Working data:

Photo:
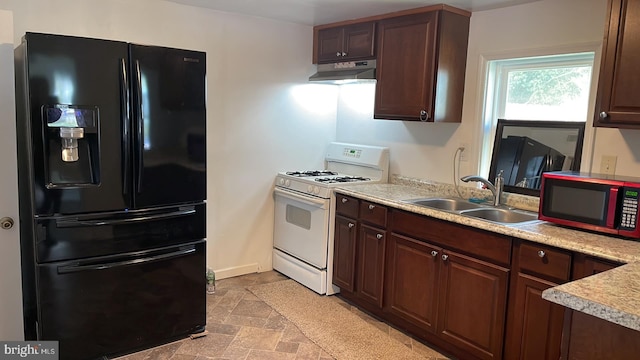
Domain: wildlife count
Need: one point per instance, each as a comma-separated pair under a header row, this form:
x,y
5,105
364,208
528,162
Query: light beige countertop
x,y
613,295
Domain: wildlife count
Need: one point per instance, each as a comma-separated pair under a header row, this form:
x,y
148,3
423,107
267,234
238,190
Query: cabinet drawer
x,y
347,206
373,213
478,243
554,264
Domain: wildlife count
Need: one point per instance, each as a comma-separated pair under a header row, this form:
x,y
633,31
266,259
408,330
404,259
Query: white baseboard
x,y
236,271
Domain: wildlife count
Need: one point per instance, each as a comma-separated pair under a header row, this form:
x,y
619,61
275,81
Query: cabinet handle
x,y
424,116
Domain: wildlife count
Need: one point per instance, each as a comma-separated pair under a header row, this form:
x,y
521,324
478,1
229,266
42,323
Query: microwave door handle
x,y
611,210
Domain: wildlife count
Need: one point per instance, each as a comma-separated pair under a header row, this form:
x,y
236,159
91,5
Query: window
x,y
554,87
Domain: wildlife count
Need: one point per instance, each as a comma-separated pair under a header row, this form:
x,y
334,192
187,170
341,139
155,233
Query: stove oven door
x,y
301,227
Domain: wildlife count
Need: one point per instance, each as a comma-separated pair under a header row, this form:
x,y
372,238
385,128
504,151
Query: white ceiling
x,y
315,12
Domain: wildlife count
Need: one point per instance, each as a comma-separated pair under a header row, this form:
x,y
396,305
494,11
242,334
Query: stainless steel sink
x,y
447,204
500,215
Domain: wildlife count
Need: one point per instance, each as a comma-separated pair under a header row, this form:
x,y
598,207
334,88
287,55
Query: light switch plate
x,y
608,164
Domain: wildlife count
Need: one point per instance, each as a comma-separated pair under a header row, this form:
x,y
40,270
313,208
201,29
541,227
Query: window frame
x,y
495,90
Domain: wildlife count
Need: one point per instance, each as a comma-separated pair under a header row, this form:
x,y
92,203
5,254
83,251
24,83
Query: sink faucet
x,y
496,189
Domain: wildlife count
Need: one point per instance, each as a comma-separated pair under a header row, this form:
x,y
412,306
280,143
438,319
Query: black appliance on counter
x,y
112,187
524,159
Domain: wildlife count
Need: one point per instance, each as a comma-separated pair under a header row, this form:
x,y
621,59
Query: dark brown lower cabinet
x,y
473,302
370,271
591,338
412,270
344,253
535,328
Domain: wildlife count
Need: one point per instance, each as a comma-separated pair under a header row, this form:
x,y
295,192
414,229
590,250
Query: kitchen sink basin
x,y
446,204
501,215
507,216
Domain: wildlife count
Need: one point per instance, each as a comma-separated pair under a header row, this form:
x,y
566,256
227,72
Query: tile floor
x,y
242,327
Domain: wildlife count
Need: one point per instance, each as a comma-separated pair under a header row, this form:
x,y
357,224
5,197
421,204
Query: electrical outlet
x,y
463,153
608,164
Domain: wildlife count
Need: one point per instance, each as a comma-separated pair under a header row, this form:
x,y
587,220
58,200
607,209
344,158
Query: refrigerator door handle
x,y
139,125
126,137
109,265
62,223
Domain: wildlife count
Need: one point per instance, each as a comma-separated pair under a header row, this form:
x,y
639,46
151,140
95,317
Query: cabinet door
x,y
411,286
617,103
534,330
358,42
371,244
405,68
344,253
329,46
473,302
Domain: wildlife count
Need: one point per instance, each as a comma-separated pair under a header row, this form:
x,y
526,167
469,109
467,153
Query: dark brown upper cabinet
x,y
618,103
346,43
421,66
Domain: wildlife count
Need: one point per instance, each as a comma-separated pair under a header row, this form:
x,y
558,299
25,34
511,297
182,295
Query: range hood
x,y
345,72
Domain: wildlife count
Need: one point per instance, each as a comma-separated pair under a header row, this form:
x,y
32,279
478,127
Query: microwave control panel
x,y
629,213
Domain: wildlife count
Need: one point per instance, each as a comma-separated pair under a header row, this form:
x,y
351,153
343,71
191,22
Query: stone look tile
x,y
276,322
243,327
211,345
308,351
234,352
269,355
226,329
288,347
254,338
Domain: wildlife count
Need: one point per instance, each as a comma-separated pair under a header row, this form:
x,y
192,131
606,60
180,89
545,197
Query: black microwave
x,y
597,202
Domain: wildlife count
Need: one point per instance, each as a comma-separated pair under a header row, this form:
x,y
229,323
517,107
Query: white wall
x,y
262,114
426,150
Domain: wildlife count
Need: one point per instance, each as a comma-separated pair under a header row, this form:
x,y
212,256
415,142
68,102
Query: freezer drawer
x,y
115,304
90,235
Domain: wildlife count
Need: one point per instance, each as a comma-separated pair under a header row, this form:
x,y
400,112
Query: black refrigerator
x,y
112,186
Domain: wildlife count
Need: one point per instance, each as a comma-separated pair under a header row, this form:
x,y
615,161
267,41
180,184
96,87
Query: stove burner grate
x,y
311,173
342,179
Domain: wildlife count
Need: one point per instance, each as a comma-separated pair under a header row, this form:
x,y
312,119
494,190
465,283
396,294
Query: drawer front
x,y
347,206
478,243
373,213
552,263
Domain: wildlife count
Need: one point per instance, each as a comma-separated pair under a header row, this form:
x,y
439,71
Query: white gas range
x,y
305,207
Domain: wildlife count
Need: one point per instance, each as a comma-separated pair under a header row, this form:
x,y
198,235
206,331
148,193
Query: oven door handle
x,y
304,199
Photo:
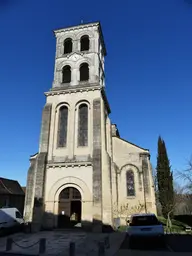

What the task asks:
Reproduce every line above word for word; no images.

Result of this task:
Photo:
Domain: wildlife count
Need: one point per instance, each as a comma-separated pair under a header row, this form:
x,y
5,105
364,208
528,162
Query: light beige countertop
x,y
613,295
Domain: wildlife count
Need: one point per instance, each as a comma-separated pair under a header row, this form:
x,y
148,3
423,107
267,234
238,190
Query: cabinet drawer
x,y
347,206
373,213
478,243
554,264
Domain: wildlife count
Need: one point per instance, each as a comma-separated pair under a header row, this form:
x,y
633,31
266,259
408,330
404,259
Query: white baseboard
x,y
236,271
Domain: wildlife count
Need: one point per instance, each as a comma-separated pair under a header row, this form:
x,y
619,61
275,81
Query: cabinet handle
x,y
424,116
Domain: wildlife count
Need: one point per instance, each as a comma-separated pair under a header row, this form:
x,y
521,324
478,1
229,266
42,323
Query: microwave door handle
x,y
611,210
Domain: wildlife count
Need: one point per instance, each as a comma-separated pair under a header row, this form:
x,y
236,159
91,5
Query: window
x,y
554,87
Domain: wildlife count
Need: one point per instance, each as a comma-separated pair under a header row, this form:
x,y
334,192
187,170
341,139
155,233
Query: stove oven door
x,y
301,227
Domain: wildlife count
Need: one point per instance, each as a comma-separated pair under a header row, this form:
x,y
372,238
385,128
504,151
Query: white ceiling
x,y
315,12
Domain: wildlife count
Need: one point per instance, each as a comma-separated pair under a header row, this form:
x,y
396,305
494,11
242,334
Query: stainless steel sink
x,y
447,204
500,215
Domain: wildlife count
Need: one point per instance, each as a comma-separated pair under a header row, this form:
x,y
598,207
334,88
287,55
Query: light switch plate
x,y
608,164
Domain: wildlife count
Need: one point per instance, each as a comma-separated pair under a header row, this form:
x,y
40,270
313,208
201,29
541,227
Query: window frame
x,y
495,90
Domain: wildlife count
Need: one point per instance, each as a comma-separated pair under a header row, this form:
x,y
92,203
5,254
83,251
24,83
Query: sink faucet
x,y
496,189
Domain: wildlife count
Need: one point per instance, each as a comma-separated pair under a header row, this form:
x,y
412,306
280,143
438,319
Query: black appliance on counter
x,y
112,187
524,159
Domain: wildlife count
Need: one point per instance, each as a comma-separated pair under a header row, this form:
x,y
621,59
Query: dark brown lower cabinet
x,y
473,302
370,271
591,338
412,270
344,253
535,328
Domain: wildlife count
Need: one point per instance, each as a comma-separated pair under a header row, this form:
x,y
295,192
414,229
590,250
Query: kitchen sink basin
x,y
446,204
501,215
507,216
Domain: wildlife count
Need: one point per instance, each as a comma-separated pair under a header row, this form:
x,y
566,256
227,72
Query: tile floor
x,y
242,327
Domain: wildlife count
Need: one point per instance, each as a comma-separated pair under a header row, this form:
x,y
357,224
5,197
421,204
Query: electrical outlet
x,y
463,153
608,164
Domain: wildlife count
Need: one point per instance, each as a comma-separated pair under a header row, this form:
x,y
587,220
58,200
607,209
344,158
Query: refrigerator door handle
x,y
139,125
126,137
109,265
62,223
Domain: wildlife count
Need: one point per instance, each as a comma-separated pair under a header row, this form:
x,y
639,46
151,140
95,317
Query: cabinet door
x,y
411,286
617,103
534,330
358,42
371,244
405,68
344,253
329,46
473,302
Domain: wildlife count
Need: one point per instance, each as a comma-separated pair under a header row, this form:
x,y
526,167
469,109
467,153
Query: dark brown upper cabinet
x,y
618,103
346,43
421,66
Domain: wildlife count
Need: one point per instance, each as a comma-separated pair under a header row, this form:
x,y
558,299
25,34
511,297
182,295
Query: range hood
x,y
345,72
Domain: wildlife count
Need: one point per instance, each as a comma-separated pair under a header row, this form:
x,y
32,279
478,127
Query: microwave control panel
x,y
629,213
Domain: wildlife count
Need: one point per instance, each as a comma-separated pair under a header row, this form:
x,y
351,153
343,71
191,22
Query: stone look tile
x,y
276,322
243,327
211,345
308,351
234,352
269,355
226,329
288,347
254,338
Domain: wildlife count
Need: one point per instance, each as a comma-separated pair under a header row, this form:
x,y
192,131
606,60
180,89
545,197
Query: black microwave
x,y
597,202
Domain: wildlife count
Need: one point per instance, each as a comma-separated pair under a header row, this form:
x,y
229,323
517,107
Query: white wall
x,y
262,114
426,150
Domain: wildlife count
Need: one point per instance, each as a comma-separated pair under a header row, this form:
x,y
212,256
415,142
68,102
Query: freezer drawer
x,y
115,304
90,235
Domain: wildlife count
Need: one point per instance, each as a comma-separated pair under a header row, this form:
x,y
400,112
Query: black refrigerator
x,y
112,186
Domain: wildlife count
Need: one point per instance, each as a comma-separated pair under a header row, this form:
x,y
615,161
267,41
180,184
96,87
Query: stove burner grate
x,y
311,173
342,179
Domain: wildlife count
Need: one point per instance, each as a comma-separated pair under a header row, this form:
x,y
312,119
494,190
465,283
396,294
Query: drawer front
x,y
347,206
478,243
373,213
552,263
Domain: wildlife count
Need: one point per instance, each as a comma-separated pair under a header row, this form:
x,y
439,71
Query: white gas range
x,y
305,207
Domain: wildlife count
Need: one point per instance, each as a comma-separated pair under a header row, this form:
x,y
198,235
206,331
148,193
Query: oven door handle
x,y
304,199
Photo:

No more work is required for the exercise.